=== TEXTE DONNÉ ===

Normalement et sous réserve de dispositions légales contraires, l’enquêteur dira aux parties et aux témoins, lors de ses premières rencontres individuelles, qu’il remettra son rapport à la personne-ressource, sous pli confidentiel. C’est elle qui verra à faire les suivis appropriés. En pratique, encore une fois sous réserve de dispositions légales contraires, ni les parties ni les témoins n’auront accès au rapport, les parties ne recevant qu’une communication, préférablement écrite, les informant des conclusions du rapport. Quant aux témoins, ils n’auront accès ni au rapport ni aux conclusions. Certains employeurs se contentent de les aviser que l’enquête est terminée et en profitent pour les remercier de leur collaboration. Cette étape se fait habituellement par écrit.

La participation dans le cadre d’une enquête peut indéniablement être source d’inconfort et générer des malaises pour plusieurs. C’est pour cette raison qu’il est permis aux parties d’être accompagnées par un observateur de leur choix, autre qu’une personne appelée à témoigner dans le dossier. Le fait de privilégier de bonnes communications en tenant les parties au courant de l’évolution du dossier ne peut être que positif. Les employeurs proactifs qui auront pris le temps de s’assurer 1) que la politique en place est claire et qu’elle contient les informations utiles au sujet de la méthodologie et 2) que cette politique est publicisée, notamment en faisant de la formation, auront déjà franchi un grand pas vers l’atteinte d’un des objectifs, soit favoriser un environnement de travail exempt de harcèlement.

4. Objectifs de la politique

Dans le passé, la majorité des politiques visaient seulement le harcèlement psychologique en milieu de travail. Maintenant, il faut plus que jamais se demander, compte tenu de l’expérience, s’il est approprié d’élargir les objectifs en englobant d’autres thèmes, comme la civilité, le respect et le bien-être, sachant que des écarts de conduite dans ces domaines peuvent, s’ils existent et ne sont pas traités, dégénérer. 

5. Champ d’application

Compte tenu des aménagements de travail de plus en plus flexibles et de la popularité du travail à distance (télétravail), il est essentiel que les personnes concernées comprennent bien que le lieu du travail n’est pas limité au bureau ou à l’usine. Il vise en effet tout endroit où la prestation de travail est accomplie, durant les heures normales de travail et à l’extérieur de celles-ci. En d’autres mots, la conduite exigée doit être la même qu’en présentiel au bureau ou à l’usine, d’où l’intérêt de bien le préciser dans la politique. Les tiers avec lesquels l’entreprise fait affaire doivent quant à eux bien comprendre qu’ils sont aussi assujettis à une conduite exempte de harcèlement et respectueuse lorsqu’ils interagissent avec les employés et que tout manquement sera sanctionné. À ce titre, il serait prudent d’ajouter des clauses précises dans les contrats avec les tiers (fournisseurs, clients, bénévoles, etc.). De cette manière, les attentes seront claires pour tous.

=== MATÉRIEL FOURNI ===

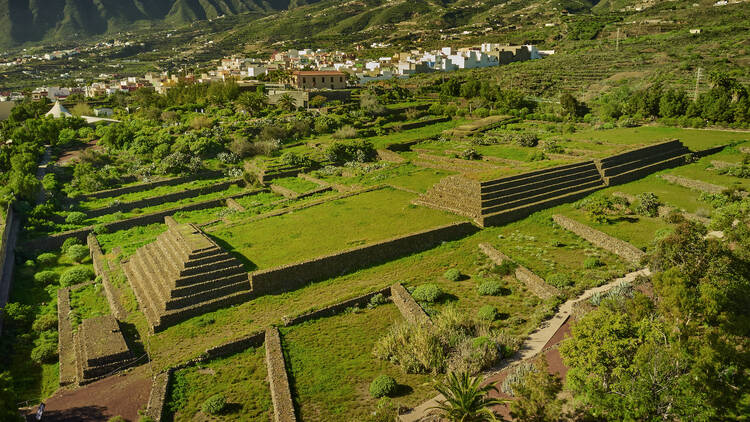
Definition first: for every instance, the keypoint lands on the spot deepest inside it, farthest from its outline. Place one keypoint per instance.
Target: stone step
(208, 275)
(541, 197)
(631, 165)
(171, 318)
(640, 153)
(514, 214)
(551, 187)
(532, 176)
(583, 173)
(207, 295)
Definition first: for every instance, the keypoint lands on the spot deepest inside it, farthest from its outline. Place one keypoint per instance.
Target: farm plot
(240, 378)
(330, 365)
(326, 228)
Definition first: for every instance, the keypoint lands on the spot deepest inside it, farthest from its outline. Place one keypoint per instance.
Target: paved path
(530, 348)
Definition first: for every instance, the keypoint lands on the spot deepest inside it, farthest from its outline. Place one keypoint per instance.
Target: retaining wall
(408, 307)
(55, 241)
(618, 247)
(7, 257)
(150, 185)
(162, 199)
(337, 308)
(102, 269)
(281, 395)
(294, 276)
(65, 346)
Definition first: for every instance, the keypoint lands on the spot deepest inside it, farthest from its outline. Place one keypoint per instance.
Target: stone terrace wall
(150, 185)
(618, 247)
(693, 184)
(162, 199)
(102, 269)
(336, 308)
(294, 276)
(281, 395)
(408, 307)
(533, 282)
(7, 257)
(65, 348)
(55, 241)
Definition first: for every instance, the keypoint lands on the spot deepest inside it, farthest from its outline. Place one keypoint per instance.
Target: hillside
(55, 20)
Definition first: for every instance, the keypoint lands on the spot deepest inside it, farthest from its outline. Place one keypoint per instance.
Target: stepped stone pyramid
(183, 274)
(100, 348)
(507, 199)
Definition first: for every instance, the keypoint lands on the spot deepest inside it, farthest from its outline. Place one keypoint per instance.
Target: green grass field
(330, 365)
(241, 378)
(326, 228)
(151, 193)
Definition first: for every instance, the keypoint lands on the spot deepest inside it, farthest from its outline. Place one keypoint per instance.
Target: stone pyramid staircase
(637, 163)
(507, 199)
(183, 274)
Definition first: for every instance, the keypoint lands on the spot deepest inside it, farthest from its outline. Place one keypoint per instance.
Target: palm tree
(287, 102)
(466, 399)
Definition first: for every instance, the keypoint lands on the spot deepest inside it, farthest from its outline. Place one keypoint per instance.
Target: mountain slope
(24, 21)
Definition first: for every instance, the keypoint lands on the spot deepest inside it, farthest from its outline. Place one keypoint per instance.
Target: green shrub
(377, 300)
(487, 313)
(382, 386)
(78, 252)
(429, 293)
(490, 288)
(45, 322)
(453, 274)
(75, 217)
(76, 275)
(214, 404)
(47, 258)
(559, 280)
(46, 277)
(68, 243)
(46, 352)
(592, 262)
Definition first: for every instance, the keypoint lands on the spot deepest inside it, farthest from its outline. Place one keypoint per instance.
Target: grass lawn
(87, 302)
(406, 176)
(635, 229)
(131, 239)
(547, 250)
(695, 139)
(241, 378)
(296, 184)
(234, 189)
(33, 381)
(330, 365)
(414, 134)
(151, 193)
(326, 228)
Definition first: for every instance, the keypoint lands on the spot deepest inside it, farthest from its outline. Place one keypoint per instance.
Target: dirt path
(534, 344)
(122, 394)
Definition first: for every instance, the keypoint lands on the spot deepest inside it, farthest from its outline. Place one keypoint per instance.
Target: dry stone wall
(281, 395)
(337, 308)
(55, 241)
(294, 276)
(618, 247)
(693, 184)
(533, 282)
(65, 347)
(7, 257)
(408, 307)
(150, 185)
(162, 199)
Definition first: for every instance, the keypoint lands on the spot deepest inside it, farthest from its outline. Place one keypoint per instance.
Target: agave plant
(466, 400)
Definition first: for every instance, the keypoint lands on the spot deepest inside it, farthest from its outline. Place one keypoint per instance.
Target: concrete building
(305, 79)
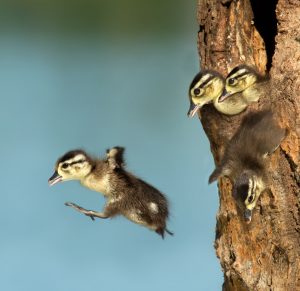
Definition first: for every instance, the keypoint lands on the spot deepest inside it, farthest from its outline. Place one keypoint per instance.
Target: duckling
(207, 87)
(246, 156)
(246, 81)
(126, 194)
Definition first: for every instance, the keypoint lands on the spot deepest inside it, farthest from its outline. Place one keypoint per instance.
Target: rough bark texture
(264, 255)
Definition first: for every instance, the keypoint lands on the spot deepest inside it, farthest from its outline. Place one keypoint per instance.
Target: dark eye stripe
(206, 81)
(77, 162)
(241, 75)
(65, 165)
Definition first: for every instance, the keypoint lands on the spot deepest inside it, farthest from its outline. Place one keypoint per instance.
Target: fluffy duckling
(126, 194)
(245, 158)
(207, 87)
(245, 80)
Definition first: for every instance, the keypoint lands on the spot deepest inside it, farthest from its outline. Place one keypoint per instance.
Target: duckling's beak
(55, 178)
(224, 96)
(193, 109)
(248, 215)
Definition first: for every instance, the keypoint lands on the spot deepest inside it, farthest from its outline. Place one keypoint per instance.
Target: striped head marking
(205, 88)
(74, 165)
(240, 78)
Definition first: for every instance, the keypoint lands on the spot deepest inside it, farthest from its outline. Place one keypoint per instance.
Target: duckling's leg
(92, 214)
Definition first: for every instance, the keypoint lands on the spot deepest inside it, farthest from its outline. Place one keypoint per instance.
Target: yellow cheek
(196, 100)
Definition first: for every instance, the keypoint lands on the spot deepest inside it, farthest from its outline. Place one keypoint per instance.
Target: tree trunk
(264, 255)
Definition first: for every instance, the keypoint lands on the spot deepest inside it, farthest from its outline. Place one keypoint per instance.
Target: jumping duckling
(207, 87)
(126, 194)
(246, 156)
(247, 81)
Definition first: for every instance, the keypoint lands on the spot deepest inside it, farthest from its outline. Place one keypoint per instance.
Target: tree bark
(264, 255)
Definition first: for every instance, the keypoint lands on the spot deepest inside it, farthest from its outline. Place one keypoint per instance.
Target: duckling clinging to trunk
(246, 81)
(207, 87)
(246, 156)
(126, 194)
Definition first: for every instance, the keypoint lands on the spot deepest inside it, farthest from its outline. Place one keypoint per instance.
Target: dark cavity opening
(266, 23)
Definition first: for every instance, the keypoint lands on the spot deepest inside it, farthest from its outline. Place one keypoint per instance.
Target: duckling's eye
(197, 91)
(231, 81)
(251, 198)
(65, 165)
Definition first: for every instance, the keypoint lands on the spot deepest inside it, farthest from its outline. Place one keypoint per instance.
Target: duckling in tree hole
(207, 87)
(246, 82)
(126, 194)
(246, 156)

===

■ CONSIGNE 1
D’après le texte donné, à qui l’enquêteur remettra-t-il son rapport ?
■ CONSIGNE 2
Indiquez uniquement le nombre de lignes des entrées qui contiennent le mot « grass ».

■ BONNE RÉPONSE 1
À la personne-ressource, sous pli confidentiel.

■ BONNE RÉPONSE 2
2